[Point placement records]
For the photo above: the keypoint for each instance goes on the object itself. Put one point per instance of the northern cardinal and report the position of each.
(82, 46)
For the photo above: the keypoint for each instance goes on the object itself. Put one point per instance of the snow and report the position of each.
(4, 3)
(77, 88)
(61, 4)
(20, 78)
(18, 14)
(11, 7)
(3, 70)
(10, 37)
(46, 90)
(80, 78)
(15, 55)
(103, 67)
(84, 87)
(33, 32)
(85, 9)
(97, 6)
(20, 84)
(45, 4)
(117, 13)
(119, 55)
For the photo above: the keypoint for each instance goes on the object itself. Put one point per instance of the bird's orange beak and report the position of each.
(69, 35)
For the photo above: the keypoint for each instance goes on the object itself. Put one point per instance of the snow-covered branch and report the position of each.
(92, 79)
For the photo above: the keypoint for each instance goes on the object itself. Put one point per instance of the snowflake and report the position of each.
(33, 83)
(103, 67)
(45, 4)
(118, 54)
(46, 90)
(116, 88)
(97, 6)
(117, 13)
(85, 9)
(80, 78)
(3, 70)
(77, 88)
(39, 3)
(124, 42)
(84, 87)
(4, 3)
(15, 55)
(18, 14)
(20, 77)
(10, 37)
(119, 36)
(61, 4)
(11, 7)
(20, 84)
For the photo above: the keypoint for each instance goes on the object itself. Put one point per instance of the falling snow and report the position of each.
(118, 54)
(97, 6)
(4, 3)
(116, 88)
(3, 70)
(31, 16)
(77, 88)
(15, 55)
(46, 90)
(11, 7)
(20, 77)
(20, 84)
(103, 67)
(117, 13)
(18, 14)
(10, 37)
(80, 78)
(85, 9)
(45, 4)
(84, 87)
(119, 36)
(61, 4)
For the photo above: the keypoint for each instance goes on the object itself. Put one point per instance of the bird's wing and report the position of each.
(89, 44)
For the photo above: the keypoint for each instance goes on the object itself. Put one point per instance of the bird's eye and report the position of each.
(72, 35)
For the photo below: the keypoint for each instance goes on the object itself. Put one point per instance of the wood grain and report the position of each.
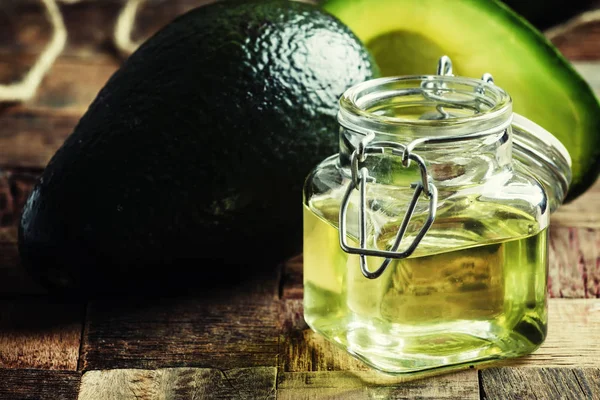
(539, 383)
(578, 38)
(90, 25)
(574, 262)
(218, 330)
(179, 383)
(31, 384)
(373, 385)
(40, 332)
(572, 341)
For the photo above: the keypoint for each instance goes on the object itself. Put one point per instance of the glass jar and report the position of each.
(425, 238)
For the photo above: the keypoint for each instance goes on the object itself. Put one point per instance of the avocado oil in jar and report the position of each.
(472, 288)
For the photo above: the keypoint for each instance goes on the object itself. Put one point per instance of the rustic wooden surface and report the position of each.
(243, 342)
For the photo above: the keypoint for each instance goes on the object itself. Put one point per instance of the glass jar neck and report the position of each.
(460, 127)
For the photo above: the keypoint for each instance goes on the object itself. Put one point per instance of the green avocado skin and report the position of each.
(191, 159)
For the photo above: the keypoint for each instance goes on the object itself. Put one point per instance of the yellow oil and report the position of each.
(448, 306)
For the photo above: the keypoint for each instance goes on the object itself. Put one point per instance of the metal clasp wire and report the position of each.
(359, 181)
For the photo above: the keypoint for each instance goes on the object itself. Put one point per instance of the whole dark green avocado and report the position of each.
(190, 161)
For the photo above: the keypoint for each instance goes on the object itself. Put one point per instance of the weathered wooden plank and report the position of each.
(538, 383)
(40, 332)
(372, 385)
(304, 350)
(578, 38)
(90, 25)
(15, 186)
(574, 262)
(67, 90)
(224, 329)
(589, 380)
(572, 341)
(179, 383)
(30, 384)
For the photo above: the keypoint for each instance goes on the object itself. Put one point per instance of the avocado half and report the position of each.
(407, 37)
(188, 166)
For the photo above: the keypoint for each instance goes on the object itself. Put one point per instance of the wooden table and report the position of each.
(248, 341)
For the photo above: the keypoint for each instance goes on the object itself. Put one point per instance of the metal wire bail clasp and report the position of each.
(360, 178)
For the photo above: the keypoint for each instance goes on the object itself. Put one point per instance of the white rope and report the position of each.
(124, 27)
(26, 88)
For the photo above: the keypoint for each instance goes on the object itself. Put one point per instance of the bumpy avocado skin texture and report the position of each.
(406, 38)
(191, 159)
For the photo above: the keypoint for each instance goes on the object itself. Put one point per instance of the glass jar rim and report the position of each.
(354, 115)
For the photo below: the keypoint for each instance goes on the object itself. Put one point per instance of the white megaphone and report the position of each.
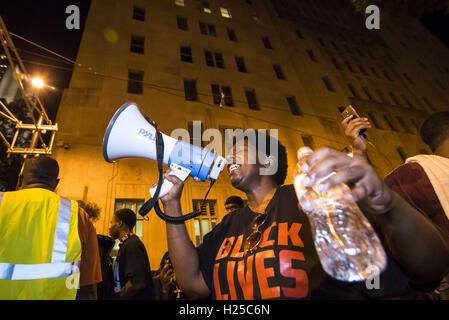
(130, 135)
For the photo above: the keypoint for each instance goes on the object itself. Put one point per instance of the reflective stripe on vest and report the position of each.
(58, 267)
(10, 271)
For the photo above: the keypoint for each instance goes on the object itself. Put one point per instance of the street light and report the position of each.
(37, 82)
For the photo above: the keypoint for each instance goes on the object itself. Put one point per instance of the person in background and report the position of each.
(105, 288)
(91, 208)
(55, 230)
(132, 271)
(233, 203)
(423, 180)
(266, 251)
(169, 288)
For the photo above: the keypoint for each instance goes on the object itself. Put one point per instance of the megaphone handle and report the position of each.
(176, 170)
(165, 188)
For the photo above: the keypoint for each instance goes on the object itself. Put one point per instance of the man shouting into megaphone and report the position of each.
(265, 250)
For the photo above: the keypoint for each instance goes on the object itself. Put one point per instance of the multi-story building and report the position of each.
(286, 65)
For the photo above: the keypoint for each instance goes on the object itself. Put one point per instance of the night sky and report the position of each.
(43, 22)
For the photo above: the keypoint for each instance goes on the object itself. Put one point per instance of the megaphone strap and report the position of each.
(153, 202)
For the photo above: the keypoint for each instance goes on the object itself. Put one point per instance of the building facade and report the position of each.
(260, 64)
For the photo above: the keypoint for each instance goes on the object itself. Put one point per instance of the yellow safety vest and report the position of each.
(40, 248)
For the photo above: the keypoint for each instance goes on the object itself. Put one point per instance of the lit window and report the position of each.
(206, 7)
(225, 13)
(206, 221)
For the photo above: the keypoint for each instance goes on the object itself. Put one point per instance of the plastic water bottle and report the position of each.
(347, 245)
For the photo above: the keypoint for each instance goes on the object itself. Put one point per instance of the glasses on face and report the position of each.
(253, 240)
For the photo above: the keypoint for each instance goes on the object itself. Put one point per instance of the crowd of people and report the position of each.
(260, 250)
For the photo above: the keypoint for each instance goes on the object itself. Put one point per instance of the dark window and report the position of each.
(228, 95)
(219, 60)
(231, 34)
(336, 64)
(440, 84)
(137, 44)
(182, 23)
(311, 55)
(209, 58)
(216, 93)
(406, 76)
(203, 28)
(387, 75)
(190, 90)
(278, 70)
(353, 92)
(404, 124)
(401, 153)
(240, 64)
(135, 84)
(381, 96)
(252, 99)
(214, 59)
(373, 69)
(368, 94)
(350, 67)
(208, 29)
(390, 124)
(139, 13)
(266, 43)
(430, 104)
(407, 101)
(223, 96)
(362, 69)
(373, 120)
(186, 54)
(293, 104)
(211, 29)
(308, 142)
(395, 100)
(328, 84)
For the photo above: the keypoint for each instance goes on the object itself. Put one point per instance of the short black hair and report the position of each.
(282, 164)
(91, 208)
(236, 200)
(127, 216)
(435, 129)
(40, 170)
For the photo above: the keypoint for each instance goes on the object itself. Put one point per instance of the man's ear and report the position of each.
(269, 165)
(269, 161)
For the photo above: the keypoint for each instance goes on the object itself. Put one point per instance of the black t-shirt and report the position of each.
(134, 265)
(285, 265)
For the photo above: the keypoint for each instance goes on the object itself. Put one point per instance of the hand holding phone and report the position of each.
(350, 112)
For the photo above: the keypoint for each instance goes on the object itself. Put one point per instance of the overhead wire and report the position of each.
(161, 89)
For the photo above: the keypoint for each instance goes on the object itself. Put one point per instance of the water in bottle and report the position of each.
(347, 245)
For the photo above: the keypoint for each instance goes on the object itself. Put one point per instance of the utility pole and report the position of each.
(42, 124)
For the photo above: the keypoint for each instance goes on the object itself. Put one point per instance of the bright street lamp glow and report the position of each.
(37, 82)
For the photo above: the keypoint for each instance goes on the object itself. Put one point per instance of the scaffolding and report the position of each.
(39, 126)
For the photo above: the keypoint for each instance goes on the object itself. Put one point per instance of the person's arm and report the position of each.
(87, 292)
(414, 242)
(129, 290)
(352, 129)
(90, 266)
(135, 270)
(183, 254)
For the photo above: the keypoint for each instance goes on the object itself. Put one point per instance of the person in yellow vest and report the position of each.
(48, 249)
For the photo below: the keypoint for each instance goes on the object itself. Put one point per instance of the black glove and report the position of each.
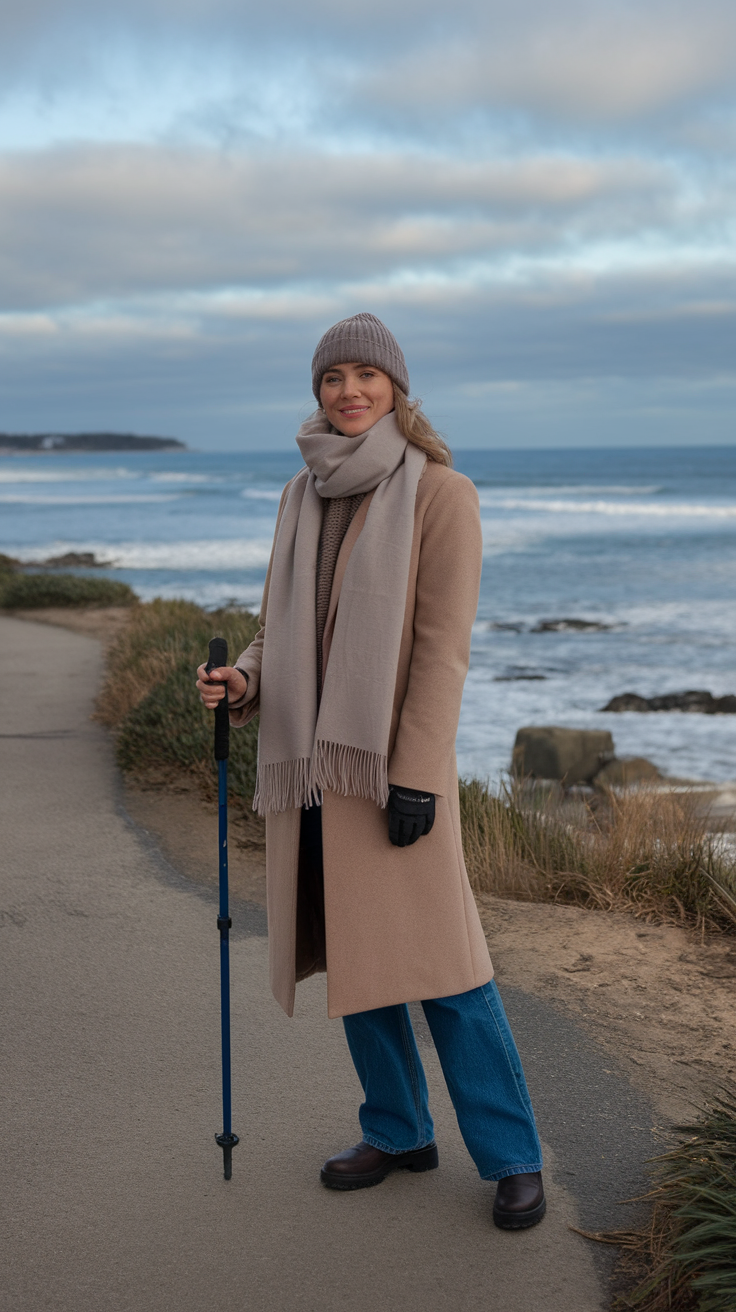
(409, 815)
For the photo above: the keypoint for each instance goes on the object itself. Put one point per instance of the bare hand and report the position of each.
(211, 686)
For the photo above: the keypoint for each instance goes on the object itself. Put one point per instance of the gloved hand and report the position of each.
(409, 815)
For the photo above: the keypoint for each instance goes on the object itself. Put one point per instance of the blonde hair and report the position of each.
(416, 428)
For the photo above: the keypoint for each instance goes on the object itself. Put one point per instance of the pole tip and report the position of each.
(227, 1143)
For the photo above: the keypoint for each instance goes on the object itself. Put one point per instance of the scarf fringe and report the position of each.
(282, 786)
(348, 770)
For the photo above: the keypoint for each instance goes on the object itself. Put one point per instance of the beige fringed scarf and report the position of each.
(343, 747)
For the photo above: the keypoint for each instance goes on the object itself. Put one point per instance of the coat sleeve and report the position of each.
(249, 661)
(446, 604)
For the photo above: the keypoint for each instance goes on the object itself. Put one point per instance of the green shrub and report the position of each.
(684, 1260)
(33, 591)
(151, 701)
(644, 850)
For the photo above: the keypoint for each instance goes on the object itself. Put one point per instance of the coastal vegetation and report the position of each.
(642, 850)
(36, 591)
(151, 703)
(682, 1260)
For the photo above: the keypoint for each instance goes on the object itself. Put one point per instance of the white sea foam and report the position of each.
(252, 493)
(490, 495)
(193, 555)
(80, 499)
(163, 476)
(11, 474)
(677, 509)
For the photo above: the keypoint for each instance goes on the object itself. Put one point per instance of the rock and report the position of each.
(566, 626)
(520, 673)
(623, 770)
(694, 702)
(551, 752)
(627, 702)
(74, 560)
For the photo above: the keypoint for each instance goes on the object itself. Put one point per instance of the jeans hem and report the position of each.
(514, 1170)
(395, 1152)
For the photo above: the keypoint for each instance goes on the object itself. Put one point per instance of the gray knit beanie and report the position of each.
(362, 339)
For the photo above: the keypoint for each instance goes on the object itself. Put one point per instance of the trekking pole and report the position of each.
(227, 1140)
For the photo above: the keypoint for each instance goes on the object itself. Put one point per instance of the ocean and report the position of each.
(639, 542)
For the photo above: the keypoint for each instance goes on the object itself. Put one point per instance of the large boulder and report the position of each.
(550, 752)
(694, 701)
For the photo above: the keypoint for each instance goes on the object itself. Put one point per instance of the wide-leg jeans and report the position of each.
(482, 1069)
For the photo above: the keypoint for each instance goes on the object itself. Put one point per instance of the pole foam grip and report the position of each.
(218, 657)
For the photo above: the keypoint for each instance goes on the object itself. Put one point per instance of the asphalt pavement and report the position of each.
(113, 1195)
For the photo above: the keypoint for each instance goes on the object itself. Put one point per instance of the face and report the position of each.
(356, 396)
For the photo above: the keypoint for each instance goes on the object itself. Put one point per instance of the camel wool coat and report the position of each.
(400, 922)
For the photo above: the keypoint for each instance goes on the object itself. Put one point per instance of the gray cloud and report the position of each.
(541, 204)
(97, 223)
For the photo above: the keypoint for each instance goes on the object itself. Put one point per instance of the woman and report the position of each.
(357, 673)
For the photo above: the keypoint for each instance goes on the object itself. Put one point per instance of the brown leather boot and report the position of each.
(365, 1165)
(520, 1201)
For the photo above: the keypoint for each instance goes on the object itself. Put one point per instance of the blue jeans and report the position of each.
(482, 1069)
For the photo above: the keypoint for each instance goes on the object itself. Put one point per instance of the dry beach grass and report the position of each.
(643, 850)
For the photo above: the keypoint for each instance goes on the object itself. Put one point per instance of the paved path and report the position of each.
(113, 1188)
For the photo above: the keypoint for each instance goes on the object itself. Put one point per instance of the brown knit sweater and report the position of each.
(336, 518)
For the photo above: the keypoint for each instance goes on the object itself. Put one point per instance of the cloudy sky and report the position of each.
(538, 198)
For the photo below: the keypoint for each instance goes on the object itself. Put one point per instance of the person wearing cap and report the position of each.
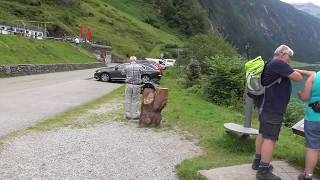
(311, 94)
(133, 80)
(276, 99)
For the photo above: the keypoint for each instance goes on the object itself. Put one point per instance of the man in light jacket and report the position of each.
(133, 80)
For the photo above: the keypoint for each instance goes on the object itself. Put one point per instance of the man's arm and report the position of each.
(305, 73)
(305, 94)
(296, 76)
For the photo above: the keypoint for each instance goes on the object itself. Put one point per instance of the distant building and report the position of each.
(27, 32)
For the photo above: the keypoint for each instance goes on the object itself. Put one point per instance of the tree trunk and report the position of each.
(154, 100)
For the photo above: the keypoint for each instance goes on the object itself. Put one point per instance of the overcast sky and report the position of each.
(317, 2)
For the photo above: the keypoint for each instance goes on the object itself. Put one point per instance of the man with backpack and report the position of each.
(133, 81)
(275, 78)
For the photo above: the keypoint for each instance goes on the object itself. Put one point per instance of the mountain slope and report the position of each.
(19, 50)
(265, 25)
(126, 33)
(309, 8)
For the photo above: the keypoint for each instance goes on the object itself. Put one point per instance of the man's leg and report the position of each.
(128, 101)
(267, 150)
(256, 161)
(135, 99)
(270, 128)
(259, 141)
(311, 160)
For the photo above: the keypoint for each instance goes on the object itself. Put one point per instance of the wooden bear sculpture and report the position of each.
(154, 100)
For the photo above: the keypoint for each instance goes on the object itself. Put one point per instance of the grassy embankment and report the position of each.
(119, 23)
(19, 50)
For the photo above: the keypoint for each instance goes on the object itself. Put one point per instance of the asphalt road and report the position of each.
(27, 100)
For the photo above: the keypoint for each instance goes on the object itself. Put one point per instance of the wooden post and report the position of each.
(154, 100)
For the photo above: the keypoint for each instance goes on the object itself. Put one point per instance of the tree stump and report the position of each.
(154, 100)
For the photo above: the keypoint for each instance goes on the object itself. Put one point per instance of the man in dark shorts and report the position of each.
(276, 99)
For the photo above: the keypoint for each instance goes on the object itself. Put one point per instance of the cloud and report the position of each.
(317, 2)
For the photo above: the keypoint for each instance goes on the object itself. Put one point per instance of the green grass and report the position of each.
(204, 121)
(119, 25)
(297, 64)
(19, 50)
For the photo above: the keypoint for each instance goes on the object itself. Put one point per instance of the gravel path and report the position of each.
(112, 150)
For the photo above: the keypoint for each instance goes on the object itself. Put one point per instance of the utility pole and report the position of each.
(247, 48)
(24, 27)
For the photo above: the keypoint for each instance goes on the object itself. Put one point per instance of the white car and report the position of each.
(170, 62)
(159, 61)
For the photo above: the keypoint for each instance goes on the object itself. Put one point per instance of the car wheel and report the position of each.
(105, 77)
(145, 78)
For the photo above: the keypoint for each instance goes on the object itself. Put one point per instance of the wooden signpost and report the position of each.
(154, 100)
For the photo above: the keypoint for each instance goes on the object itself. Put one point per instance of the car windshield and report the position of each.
(122, 66)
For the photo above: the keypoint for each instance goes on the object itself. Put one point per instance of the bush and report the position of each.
(295, 112)
(225, 82)
(193, 73)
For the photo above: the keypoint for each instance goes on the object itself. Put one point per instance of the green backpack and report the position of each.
(254, 69)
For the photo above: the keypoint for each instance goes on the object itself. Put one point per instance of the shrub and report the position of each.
(295, 112)
(193, 73)
(226, 80)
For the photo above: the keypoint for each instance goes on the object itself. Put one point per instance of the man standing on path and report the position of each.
(133, 80)
(274, 105)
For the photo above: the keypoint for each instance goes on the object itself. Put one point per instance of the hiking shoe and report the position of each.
(256, 163)
(303, 177)
(264, 173)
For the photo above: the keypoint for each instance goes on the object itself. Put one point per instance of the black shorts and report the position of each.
(270, 125)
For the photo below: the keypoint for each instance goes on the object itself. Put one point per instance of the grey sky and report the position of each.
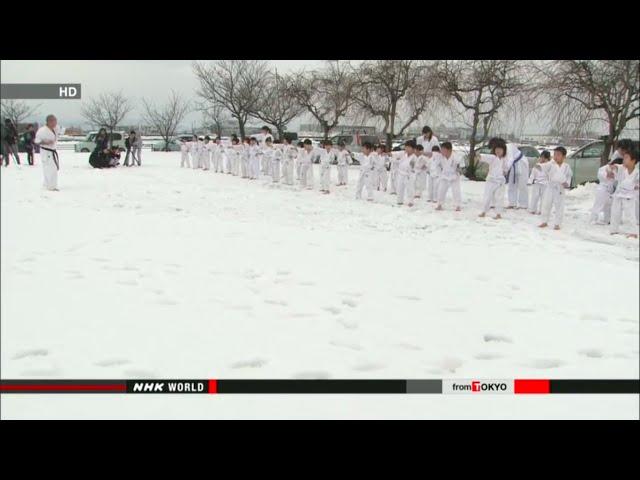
(150, 79)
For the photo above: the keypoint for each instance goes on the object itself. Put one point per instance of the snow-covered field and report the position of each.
(173, 273)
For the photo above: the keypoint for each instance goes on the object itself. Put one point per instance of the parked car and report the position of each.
(482, 169)
(585, 162)
(89, 143)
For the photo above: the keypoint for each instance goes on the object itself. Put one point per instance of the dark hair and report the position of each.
(496, 143)
(562, 150)
(625, 144)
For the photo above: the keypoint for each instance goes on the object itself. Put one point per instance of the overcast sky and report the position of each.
(150, 79)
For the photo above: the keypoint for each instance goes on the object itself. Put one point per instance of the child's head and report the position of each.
(545, 156)
(559, 154)
(498, 147)
(307, 145)
(410, 146)
(630, 158)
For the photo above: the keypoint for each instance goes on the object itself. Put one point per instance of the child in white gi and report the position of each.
(559, 174)
(451, 166)
(538, 181)
(184, 154)
(382, 174)
(47, 138)
(405, 181)
(289, 155)
(433, 169)
(366, 159)
(626, 194)
(205, 153)
(421, 171)
(194, 150)
(496, 177)
(344, 160)
(604, 189)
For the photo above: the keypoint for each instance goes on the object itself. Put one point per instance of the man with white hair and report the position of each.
(47, 138)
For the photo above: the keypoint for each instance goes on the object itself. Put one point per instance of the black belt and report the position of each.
(55, 156)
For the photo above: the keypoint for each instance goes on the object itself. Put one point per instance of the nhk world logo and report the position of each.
(473, 386)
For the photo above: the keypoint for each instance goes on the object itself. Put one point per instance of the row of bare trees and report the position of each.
(396, 93)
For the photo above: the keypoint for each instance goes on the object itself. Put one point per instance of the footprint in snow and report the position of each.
(34, 352)
(111, 362)
(489, 337)
(251, 363)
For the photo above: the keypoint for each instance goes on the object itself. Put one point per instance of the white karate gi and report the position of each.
(603, 201)
(434, 170)
(49, 155)
(344, 160)
(624, 201)
(517, 178)
(421, 174)
(405, 181)
(538, 181)
(367, 166)
(555, 192)
(449, 178)
(495, 182)
(194, 150)
(184, 155)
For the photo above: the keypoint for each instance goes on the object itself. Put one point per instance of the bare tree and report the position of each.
(235, 84)
(214, 117)
(326, 94)
(583, 91)
(394, 90)
(17, 110)
(167, 118)
(480, 88)
(275, 106)
(107, 110)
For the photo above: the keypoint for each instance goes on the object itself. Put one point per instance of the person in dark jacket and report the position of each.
(129, 143)
(28, 137)
(103, 156)
(10, 142)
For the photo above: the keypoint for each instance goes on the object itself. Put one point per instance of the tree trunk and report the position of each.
(472, 165)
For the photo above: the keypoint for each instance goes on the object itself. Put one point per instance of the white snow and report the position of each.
(162, 272)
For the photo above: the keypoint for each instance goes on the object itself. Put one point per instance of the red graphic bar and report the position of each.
(213, 386)
(532, 386)
(73, 388)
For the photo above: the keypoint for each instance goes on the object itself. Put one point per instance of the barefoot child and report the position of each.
(626, 194)
(538, 181)
(559, 174)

[Aim] Repeat only the stretch of lines that begins at the line containing "dark jacket and report the position of each." and ends at the last line above, both included.

[Written response]
For the photo above: the keypoint for each instance goes on the object itself. Put one point per instance of the person in dark jacket and report the position of each.
(129, 143)
(28, 137)
(103, 156)
(10, 142)
For the photo above: the keypoint for each instance goes on the object itself. Put one point per instance of the tree trunk and report the position of each.
(472, 165)
For the photo above: the keypoint for each instance goes on the object itself. Put one point per instance of the white snow and report the position of each.
(162, 272)
For the photo above: the keypoint for each instance goes on the object itself. Put one point per instance of the red graphic bar and report the position of each.
(213, 386)
(532, 386)
(73, 388)
For the photo above: the keypoint for each instance goes on the object itself. Put one point per instance of the barefoot child and report the position of each.
(626, 194)
(538, 181)
(559, 174)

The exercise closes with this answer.